South Sudanese politician

Beatrice Khamisa Wani-Noah (born 28 July 1959) is a South Sudanese politician who served as minister of Foreign Affairs and International cooperation from 2020 to 2021.

==Early life and education==
Wani-Noah was born on the 28 of July 1959 in Morobo County, Central Equatoria state. She has a Masters of Arts in international relations from the United States International University in Nairobi and a postgraduate diploma in Land and Water Management from Cranfield Institute of Technology in the United Kingdom.

==Career==
Wani-Noah worked for the United Nations Economic Commission for Africa from 1994 until 2003. She has held appointments in the Government of South Sudan since 2006, as Director General for Multilateral Relations in the Ministry of Regional Cooperation (2006-2010), Undersecretary in the Ministry of Peace and CPA Implementation (2010-2011) and Deputy Minister of Telecommunications and Postal Services (2011-2013).

Wani-Noah was appointed South Sudan's ambassador to the Democratic Republic of the Congo in 2014, and then served as South Sudan's ambassador to Germany from March 2018.

Wani-Noah was appointed Foreign Minister by President] Salva Kiir Mayardit in his new unity government on 12 March 2020, replacing Awut Deng Acuil. She was unable to attend the official swearing in ceremony on 16 March as she was in self-isolation after returning to Juba from a country with a confirmed case of COVID-19. She was relieved of her position on 9 September 2021.

==Personal life==
Wani-Noah is married and has two daughters.

→ Task prompt:
From the biography of Beatrice Khamisa Wani-Noah above, set down word for word the part that opens with the words containing "Wani-Noah was appointed South" and closes with "has two daughters.".

→ Data section:
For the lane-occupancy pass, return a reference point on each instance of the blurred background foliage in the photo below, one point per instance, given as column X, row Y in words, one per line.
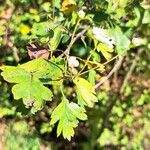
column 120, row 119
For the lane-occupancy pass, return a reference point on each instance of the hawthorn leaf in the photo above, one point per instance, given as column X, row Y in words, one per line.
column 85, row 91
column 47, row 71
column 122, row 42
column 33, row 93
column 28, row 87
column 67, row 114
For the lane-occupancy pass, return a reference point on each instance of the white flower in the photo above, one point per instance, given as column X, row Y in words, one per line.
column 102, row 35
column 73, row 62
column 81, row 13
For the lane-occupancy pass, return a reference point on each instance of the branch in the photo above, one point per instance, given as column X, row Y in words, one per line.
column 129, row 73
column 66, row 52
column 115, row 68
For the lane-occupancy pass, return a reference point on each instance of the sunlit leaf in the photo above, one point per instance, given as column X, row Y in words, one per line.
column 68, row 6
column 67, row 114
column 85, row 91
column 27, row 87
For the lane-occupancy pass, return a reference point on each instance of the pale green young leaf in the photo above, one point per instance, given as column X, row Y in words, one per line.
column 67, row 114
column 33, row 93
column 85, row 91
column 48, row 72
column 122, row 42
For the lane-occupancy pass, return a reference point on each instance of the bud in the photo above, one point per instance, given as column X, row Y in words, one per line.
column 81, row 14
column 73, row 62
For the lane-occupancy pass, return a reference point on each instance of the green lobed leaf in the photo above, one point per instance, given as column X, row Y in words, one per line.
column 122, row 42
column 67, row 114
column 46, row 71
column 29, row 79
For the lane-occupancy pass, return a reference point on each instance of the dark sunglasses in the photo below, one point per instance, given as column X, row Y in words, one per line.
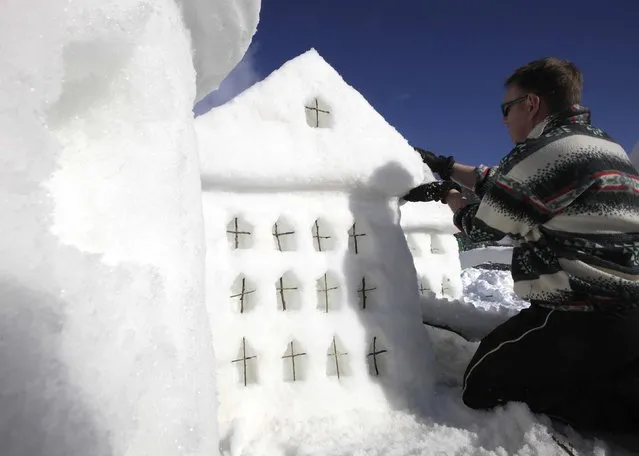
column 505, row 107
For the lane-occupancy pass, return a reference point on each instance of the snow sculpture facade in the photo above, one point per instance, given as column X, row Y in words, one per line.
column 634, row 155
column 309, row 276
column 430, row 233
column 106, row 348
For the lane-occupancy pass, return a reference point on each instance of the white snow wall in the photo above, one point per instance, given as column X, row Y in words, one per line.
column 105, row 347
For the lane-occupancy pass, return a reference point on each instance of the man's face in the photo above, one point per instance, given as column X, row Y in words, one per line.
column 519, row 109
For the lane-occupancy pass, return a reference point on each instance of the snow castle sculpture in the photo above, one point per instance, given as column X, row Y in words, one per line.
column 309, row 276
column 105, row 345
column 429, row 231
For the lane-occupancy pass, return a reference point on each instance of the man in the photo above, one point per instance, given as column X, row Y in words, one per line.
column 568, row 196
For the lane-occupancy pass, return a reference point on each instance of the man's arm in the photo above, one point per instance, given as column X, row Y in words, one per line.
column 464, row 175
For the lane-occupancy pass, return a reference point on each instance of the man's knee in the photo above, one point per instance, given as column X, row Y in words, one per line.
column 480, row 394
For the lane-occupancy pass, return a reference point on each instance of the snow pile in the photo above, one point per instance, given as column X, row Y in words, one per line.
column 634, row 156
column 484, row 255
column 488, row 300
column 105, row 346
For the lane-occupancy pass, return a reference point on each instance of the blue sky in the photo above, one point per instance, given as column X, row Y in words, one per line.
column 435, row 70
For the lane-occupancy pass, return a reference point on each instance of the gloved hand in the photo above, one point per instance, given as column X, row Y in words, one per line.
column 432, row 191
column 438, row 163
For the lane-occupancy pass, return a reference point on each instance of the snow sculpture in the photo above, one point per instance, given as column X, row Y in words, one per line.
column 309, row 276
column 634, row 156
column 429, row 231
column 105, row 346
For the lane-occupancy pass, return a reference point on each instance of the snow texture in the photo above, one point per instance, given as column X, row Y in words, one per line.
column 105, row 346
column 483, row 255
column 221, row 32
column 266, row 129
column 428, row 228
column 328, row 221
column 488, row 300
column 634, row 156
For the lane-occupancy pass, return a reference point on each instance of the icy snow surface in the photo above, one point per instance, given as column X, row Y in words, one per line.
column 105, row 348
column 634, row 155
column 448, row 429
column 265, row 136
column 496, row 254
column 267, row 170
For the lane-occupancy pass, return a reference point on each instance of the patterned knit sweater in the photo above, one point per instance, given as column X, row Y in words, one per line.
column 569, row 197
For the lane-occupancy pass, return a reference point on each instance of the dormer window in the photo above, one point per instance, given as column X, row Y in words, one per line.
column 318, row 114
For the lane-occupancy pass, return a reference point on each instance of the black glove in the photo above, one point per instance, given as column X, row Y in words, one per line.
column 432, row 191
column 438, row 163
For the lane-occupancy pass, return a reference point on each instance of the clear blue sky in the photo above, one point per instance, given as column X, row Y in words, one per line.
column 435, row 69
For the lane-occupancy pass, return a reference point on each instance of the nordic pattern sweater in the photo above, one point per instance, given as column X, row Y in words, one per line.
column 569, row 198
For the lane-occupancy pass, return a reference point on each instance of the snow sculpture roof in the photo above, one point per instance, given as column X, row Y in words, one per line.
column 265, row 137
column 432, row 216
column 221, row 32
column 634, row 156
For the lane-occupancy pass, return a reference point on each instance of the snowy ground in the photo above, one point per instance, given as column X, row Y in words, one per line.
column 450, row 428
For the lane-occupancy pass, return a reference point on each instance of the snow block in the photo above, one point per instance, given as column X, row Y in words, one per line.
column 304, row 151
column 105, row 344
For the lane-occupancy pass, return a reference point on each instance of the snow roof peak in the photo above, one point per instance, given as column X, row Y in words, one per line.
column 304, row 126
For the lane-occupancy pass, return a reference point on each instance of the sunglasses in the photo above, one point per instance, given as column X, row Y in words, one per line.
column 505, row 107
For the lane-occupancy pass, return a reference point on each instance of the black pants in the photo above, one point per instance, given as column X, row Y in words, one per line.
column 578, row 367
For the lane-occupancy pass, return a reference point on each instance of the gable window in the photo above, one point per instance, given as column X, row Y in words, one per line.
column 318, row 113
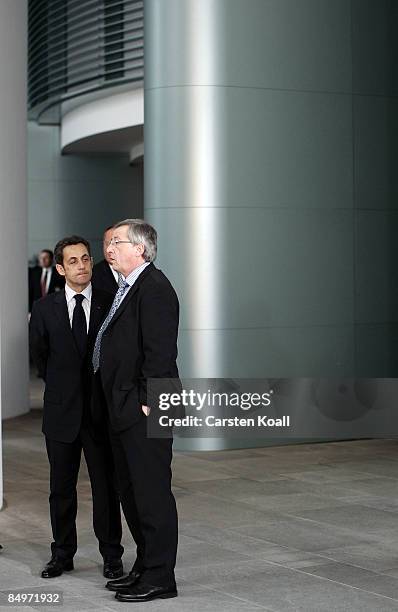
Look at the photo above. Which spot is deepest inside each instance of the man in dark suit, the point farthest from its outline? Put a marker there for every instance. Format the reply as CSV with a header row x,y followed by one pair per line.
x,y
138,341
44,278
63,328
104,276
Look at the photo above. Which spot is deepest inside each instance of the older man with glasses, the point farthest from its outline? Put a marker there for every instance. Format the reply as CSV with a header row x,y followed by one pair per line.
x,y
136,342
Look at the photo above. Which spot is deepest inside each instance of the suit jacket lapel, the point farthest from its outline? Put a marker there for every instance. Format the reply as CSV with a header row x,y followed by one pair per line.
x,y
132,292
97,314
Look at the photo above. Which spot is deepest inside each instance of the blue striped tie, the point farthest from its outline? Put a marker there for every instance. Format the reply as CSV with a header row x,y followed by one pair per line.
x,y
115,305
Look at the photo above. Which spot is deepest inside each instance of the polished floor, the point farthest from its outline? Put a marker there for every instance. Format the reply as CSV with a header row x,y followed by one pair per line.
x,y
311,527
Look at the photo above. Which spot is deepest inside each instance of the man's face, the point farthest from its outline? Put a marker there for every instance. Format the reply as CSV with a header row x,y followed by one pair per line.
x,y
45,260
77,266
125,256
105,244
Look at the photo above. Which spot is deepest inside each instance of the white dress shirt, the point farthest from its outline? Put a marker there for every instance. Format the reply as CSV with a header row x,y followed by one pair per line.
x,y
115,274
71,302
49,272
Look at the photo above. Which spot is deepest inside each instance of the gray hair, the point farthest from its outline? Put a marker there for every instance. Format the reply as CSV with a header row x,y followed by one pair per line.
x,y
140,232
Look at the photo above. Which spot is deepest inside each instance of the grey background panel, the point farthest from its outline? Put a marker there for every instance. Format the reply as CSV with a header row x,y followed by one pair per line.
x,y
376,350
76,194
376,152
274,266
375,46
376,257
282,44
269,352
261,148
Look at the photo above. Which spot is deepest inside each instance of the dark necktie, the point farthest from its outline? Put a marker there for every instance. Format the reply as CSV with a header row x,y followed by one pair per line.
x,y
79,324
43,284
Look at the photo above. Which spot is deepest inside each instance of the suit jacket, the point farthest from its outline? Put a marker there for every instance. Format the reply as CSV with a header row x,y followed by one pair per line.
x,y
139,343
103,278
66,373
57,283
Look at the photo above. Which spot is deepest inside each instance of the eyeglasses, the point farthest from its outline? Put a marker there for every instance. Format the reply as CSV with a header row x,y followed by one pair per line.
x,y
116,242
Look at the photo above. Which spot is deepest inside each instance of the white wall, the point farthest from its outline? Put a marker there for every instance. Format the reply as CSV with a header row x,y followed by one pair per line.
x,y
13,214
71,194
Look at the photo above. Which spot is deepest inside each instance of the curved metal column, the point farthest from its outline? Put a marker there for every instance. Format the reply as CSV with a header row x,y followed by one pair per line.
x,y
249,178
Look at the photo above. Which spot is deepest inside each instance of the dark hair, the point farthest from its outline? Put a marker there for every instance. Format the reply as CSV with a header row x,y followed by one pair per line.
x,y
49,252
68,241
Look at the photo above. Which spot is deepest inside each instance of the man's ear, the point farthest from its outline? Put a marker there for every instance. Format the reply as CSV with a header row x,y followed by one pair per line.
x,y
139,248
60,269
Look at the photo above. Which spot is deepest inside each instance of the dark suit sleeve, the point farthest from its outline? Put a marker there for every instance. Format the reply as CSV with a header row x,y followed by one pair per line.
x,y
38,340
159,328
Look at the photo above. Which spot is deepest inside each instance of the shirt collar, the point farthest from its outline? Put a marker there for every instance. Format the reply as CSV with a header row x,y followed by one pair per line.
x,y
70,293
132,277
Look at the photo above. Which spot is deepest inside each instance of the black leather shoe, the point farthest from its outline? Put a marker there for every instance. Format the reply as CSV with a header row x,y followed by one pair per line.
x,y
113,568
56,566
142,591
123,583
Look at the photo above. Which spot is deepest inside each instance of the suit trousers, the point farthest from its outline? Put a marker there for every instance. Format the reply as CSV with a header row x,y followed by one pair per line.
x,y
64,458
143,475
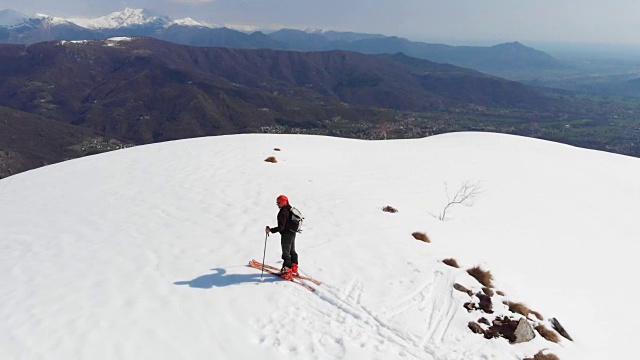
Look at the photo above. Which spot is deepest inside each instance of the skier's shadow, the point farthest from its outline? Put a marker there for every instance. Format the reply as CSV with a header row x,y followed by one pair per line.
x,y
221,278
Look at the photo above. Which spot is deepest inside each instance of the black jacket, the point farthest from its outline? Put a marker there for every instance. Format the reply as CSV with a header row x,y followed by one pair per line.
x,y
283,220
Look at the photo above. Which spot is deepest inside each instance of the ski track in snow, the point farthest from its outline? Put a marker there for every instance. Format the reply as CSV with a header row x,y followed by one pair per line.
x,y
348,326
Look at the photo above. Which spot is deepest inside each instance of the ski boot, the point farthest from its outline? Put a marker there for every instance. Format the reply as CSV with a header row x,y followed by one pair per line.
x,y
286,273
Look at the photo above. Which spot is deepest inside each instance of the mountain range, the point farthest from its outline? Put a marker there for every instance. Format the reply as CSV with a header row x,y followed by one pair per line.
x,y
497,60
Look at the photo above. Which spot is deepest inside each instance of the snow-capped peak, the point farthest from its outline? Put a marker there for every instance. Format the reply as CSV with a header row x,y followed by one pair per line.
x,y
124,18
188,22
52,20
10,17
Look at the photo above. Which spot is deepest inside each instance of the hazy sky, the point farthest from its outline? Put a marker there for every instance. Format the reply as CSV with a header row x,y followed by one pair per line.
x,y
585,21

→ Response:
Wani-Noah was appointed South Sudan's ambassador to the Democratic Republic of the Congo in 2014, and then served as South Sudan's ambassador to Germany from March 2018.

Wani-Noah was appointed Foreign Minister by President] Salva Kiir Mayardit in his new unity government on 12 March 2020, replacing Awut Deng Acuil. She was unable to attend the official swearing in ceremony on 16 March as she was in self-isolation after returning to Juba from a country with a confirmed case of COVID-19. She was relieved of her position on 9 September 2021.

==Personal life==
Wani-Noah is married and has two daughters.